* **Short exercise**
Swap "tower cupola" for "church spire" everywhere in the listing below, keep everything else the same, and leave the pictures out of your copy.

Data items
________________________________________

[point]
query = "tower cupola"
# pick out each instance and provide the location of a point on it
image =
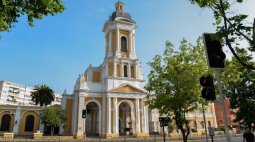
(119, 6)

________________________________________

* **The reply**
[point]
query = "church spire"
# pick out each instance and provide the location of a point on it
image =
(119, 6)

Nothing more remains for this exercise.